— BEGIN SUPPLIED PASSAGE —
Boris Johnson bows to pressure and expands visa scheme for Ukrainian refugees

UK could welcome 200,000 people, claims PM, as eligibility widened

Related video: Ukrainian reporter breaks down during Boris press conference

Boris Johnson said Britain would “welcome” a large number of Ukrainian refugees, as he bowed to pressure and expanded the visa criteria to allow more to join family members in the UK as they flee the war zone.

The government has come under pressure from both Tory and Labour MPs for its response to the refugee crisis, but the prime minister insisted the widened access would allow “very considerable numbers” of Ukrainians to seek refuge in the UK.

Mr Johnson claimed more 200,000 people from Ukraine could soon be eligible under the visa route, as the scheme was broadened to include more parents, adult children, grandparents and siblings.

He insisted Britain had “always had a tradition of welcoming people in large numbers” as he was grilled over his refusal to copy the EU by waiving visa rules for refugees fleeing Vladimir Putin’s forces.

Mr Johnson told reporters: “We’re extending the family [visa] scheme so that considerable numbers would be eligible. We’re talking about a couple of hundred thousand, maybe more.”

He added: “We’re going to have a humanitarian scheme, and then a scheme by which UK companies and citizens can sponsor individual Ukrainians to come to the UK. We’re doing exactly what the UNHCR [UN Refugee Agency] is asking us to do.”
— END SUPPLIED PASSAGE —
- **REQUIRED ACTIONS**:
1. Could you repeat the article on the Ukrainian visa scheme word for word, in full?
2. Could you reproduce the rows verbatim from the first row up to and including the line with "left=271, top=21, right=354, bottom=84", and nothing else?
The rows below and the article above come from separate, unrelated sources.
— BEGIN RECORDS FOR THIS EXERCISE —
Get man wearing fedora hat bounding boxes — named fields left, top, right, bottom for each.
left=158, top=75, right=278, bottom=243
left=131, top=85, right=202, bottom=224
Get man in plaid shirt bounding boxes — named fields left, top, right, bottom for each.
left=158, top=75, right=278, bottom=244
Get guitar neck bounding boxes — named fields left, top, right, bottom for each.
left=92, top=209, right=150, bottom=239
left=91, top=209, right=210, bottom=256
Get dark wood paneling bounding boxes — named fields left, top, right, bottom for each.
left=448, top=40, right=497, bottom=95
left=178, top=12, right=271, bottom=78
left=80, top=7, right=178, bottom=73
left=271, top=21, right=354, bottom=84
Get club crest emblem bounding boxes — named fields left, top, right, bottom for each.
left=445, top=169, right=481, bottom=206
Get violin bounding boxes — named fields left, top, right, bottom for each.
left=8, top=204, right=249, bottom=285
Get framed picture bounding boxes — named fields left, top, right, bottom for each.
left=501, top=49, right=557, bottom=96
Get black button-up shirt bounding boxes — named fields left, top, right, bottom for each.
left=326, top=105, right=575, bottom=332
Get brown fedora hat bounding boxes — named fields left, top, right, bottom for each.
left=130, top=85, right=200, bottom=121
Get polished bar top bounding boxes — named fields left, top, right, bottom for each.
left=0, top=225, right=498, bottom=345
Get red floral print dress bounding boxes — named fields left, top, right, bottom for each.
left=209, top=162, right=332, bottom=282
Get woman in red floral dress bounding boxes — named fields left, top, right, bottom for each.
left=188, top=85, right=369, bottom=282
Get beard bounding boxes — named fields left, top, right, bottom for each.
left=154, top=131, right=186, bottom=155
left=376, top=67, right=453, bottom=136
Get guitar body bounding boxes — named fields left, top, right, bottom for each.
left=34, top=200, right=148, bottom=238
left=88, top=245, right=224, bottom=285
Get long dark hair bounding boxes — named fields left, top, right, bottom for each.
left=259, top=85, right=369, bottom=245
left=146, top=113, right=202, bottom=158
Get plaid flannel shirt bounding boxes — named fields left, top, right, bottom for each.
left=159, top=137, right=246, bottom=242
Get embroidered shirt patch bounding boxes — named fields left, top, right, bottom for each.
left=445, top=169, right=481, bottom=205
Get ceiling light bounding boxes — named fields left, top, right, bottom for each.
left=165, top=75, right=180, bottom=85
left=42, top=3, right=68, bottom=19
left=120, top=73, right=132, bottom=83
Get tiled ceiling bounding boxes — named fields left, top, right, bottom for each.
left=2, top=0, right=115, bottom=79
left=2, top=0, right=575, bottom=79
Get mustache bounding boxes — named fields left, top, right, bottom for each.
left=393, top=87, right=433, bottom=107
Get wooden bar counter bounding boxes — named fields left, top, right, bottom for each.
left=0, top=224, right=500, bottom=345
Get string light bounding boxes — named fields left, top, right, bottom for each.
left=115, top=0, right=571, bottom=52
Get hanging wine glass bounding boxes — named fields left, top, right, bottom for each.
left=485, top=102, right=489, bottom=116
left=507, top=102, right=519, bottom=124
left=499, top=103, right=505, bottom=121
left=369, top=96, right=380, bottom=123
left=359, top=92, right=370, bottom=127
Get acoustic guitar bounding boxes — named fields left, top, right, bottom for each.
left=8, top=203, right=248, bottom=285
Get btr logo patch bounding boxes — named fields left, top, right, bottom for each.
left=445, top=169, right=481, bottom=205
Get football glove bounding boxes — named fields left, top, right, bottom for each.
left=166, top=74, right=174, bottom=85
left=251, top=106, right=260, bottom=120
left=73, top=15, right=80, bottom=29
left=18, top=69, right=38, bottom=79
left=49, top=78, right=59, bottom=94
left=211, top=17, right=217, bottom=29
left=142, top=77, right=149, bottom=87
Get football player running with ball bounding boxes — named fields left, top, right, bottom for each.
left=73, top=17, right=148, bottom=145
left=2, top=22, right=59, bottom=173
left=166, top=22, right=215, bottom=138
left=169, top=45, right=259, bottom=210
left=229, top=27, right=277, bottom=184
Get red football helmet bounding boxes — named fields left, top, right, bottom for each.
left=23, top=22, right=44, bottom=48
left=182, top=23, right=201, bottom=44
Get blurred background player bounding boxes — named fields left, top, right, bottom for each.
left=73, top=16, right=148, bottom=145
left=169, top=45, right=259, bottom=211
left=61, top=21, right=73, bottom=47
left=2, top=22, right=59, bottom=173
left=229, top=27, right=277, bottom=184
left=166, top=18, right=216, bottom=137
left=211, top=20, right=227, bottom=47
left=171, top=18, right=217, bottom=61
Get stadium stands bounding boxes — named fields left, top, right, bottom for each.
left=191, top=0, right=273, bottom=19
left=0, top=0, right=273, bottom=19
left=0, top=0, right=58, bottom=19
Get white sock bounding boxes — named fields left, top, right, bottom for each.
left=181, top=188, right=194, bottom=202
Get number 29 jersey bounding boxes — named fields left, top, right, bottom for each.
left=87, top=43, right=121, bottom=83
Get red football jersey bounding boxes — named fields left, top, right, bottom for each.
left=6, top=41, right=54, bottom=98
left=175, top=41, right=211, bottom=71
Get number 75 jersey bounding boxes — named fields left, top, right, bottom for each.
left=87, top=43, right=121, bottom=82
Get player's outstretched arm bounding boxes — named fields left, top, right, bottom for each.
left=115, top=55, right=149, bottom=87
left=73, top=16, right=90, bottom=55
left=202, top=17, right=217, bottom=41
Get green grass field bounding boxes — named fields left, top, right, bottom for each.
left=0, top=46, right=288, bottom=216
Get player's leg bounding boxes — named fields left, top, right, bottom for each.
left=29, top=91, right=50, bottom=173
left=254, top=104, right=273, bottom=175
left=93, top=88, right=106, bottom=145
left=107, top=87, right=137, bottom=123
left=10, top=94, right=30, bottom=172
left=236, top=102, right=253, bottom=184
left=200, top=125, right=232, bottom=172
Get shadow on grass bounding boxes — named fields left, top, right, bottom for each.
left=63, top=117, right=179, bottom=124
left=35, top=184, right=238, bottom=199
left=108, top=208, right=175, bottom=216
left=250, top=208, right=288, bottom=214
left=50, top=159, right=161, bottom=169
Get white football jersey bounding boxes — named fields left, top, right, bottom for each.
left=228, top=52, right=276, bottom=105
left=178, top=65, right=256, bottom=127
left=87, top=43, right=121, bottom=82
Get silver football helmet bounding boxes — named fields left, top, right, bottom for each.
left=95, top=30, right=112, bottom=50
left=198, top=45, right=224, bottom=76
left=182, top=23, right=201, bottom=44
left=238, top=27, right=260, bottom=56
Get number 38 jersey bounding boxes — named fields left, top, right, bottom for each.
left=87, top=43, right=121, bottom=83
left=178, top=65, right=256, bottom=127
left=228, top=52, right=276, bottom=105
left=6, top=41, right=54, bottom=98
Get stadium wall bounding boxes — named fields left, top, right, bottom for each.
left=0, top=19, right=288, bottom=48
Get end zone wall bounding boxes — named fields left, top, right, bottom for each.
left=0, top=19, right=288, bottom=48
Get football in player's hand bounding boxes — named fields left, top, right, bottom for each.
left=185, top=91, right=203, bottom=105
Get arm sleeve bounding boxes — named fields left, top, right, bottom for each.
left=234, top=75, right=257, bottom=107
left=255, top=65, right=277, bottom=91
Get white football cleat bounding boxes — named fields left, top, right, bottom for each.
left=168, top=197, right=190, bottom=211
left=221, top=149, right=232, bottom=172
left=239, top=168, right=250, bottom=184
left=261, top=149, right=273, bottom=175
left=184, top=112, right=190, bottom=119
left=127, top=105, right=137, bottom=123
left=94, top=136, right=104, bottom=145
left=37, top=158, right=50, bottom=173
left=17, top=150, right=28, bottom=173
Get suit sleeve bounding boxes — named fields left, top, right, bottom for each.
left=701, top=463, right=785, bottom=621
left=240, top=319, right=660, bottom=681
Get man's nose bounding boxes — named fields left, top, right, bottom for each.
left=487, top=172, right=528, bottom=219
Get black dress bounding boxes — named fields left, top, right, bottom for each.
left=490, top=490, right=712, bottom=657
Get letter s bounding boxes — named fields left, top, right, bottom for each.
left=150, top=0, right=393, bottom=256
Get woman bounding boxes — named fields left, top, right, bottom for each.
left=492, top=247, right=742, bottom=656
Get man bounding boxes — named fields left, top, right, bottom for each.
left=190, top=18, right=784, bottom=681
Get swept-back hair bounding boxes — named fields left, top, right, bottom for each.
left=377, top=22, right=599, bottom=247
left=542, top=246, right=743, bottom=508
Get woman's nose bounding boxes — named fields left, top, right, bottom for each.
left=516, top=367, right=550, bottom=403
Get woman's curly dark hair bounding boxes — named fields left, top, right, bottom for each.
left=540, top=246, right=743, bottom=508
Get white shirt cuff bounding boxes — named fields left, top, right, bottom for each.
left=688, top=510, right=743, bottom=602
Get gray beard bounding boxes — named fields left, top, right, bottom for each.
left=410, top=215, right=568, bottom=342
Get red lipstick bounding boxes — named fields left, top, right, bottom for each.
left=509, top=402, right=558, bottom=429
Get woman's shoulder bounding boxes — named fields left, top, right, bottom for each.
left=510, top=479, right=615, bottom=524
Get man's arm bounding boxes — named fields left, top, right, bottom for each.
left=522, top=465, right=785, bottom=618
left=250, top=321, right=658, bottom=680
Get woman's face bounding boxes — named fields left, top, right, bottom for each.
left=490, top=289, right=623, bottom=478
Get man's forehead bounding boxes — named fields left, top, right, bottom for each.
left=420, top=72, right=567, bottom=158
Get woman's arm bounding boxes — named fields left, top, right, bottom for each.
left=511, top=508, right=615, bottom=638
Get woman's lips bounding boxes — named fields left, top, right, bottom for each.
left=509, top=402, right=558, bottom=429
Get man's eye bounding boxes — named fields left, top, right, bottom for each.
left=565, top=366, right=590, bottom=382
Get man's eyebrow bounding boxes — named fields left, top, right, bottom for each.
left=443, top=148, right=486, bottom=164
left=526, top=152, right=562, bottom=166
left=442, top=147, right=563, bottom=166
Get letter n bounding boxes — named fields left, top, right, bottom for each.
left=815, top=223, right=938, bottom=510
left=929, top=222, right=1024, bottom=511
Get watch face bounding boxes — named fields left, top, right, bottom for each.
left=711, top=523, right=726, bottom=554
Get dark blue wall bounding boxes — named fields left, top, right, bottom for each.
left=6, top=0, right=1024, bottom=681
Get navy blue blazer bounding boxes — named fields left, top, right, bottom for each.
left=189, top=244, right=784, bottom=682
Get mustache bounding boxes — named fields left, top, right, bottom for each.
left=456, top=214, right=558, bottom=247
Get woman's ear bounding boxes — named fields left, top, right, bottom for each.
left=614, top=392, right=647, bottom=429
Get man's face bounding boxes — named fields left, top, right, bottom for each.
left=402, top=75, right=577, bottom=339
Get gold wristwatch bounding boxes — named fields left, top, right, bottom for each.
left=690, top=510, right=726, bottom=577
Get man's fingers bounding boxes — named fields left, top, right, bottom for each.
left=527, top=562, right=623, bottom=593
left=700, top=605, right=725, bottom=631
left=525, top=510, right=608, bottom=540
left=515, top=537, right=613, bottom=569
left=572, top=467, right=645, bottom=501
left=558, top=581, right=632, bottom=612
— END RECORDS FOR THIS EXERCISE —
- **RESPONSES TO THE TASKS**:
1.
Boris Johnson bows to pressure and expands visa scheme for Ukrainian refugees

UK could welcome 200,000 people, claims PM, as eligibility widened

Related video: Ukrainian reporter breaks down during Boris press conference

Boris Johnson said Britain would “welcome” a large number of Ukrainian refugees, as he bowed to pressure and expanded the visa criteria to allow more to join family members in the UK as they flee the war zone.

The government has come under pressure from both Tory and Labour MPs for its response to the refugee crisis, but the prime minister insisted the widened access would allow “very considerable numbers” of Ukrainians to seek refuge in the UK.

Mr Johnson claimed more 200,000 people from Ukraine could soon be eligible under the visa route, as the scheme was broadened to include more parents, adult children, grandparents and siblings.

He insisted Britain had “always had a tradition of welcoming people in large numbers” as he was grilled over his refusal to copy the EU by waiving visa rules for refugees fleeing Vladimir Putin’s forces.

Mr Johnson told reporters: “We’re extending the family [visa] scheme so that considerable numbers would be eligible. We’re talking about a couple of hundred thousand, maybe more.”

He added: “We’re going to have a humanitarian scheme, and then a scheme by which UK companies and citizens can sponsor individual Ukrainians to come to the UK. We’re doing exactly what the UNHCR [UN Refugee Agency] is asking us to do.”

2.
Get man wearing fedora hat bounding boxes — named fields left, top, right, bottom for each.
left=158, top=75, right=278, bottom=243
left=131, top=85, right=202, bottom=224
Get man in plaid shirt bounding boxes — named fields left, top, right, bottom for each.
left=158, top=75, right=278, bottom=244
Get guitar neck bounding boxes — named fields left, top, right, bottom for each.
left=92, top=209, right=150, bottom=239
left=91, top=209, right=210, bottom=256
Get dark wood paneling bounding boxes — named fields left, top, right, bottom for each.
left=448, top=40, right=497, bottom=95
left=178, top=12, right=271, bottom=78
left=80, top=7, right=178, bottom=73
left=271, top=21, right=354, bottom=84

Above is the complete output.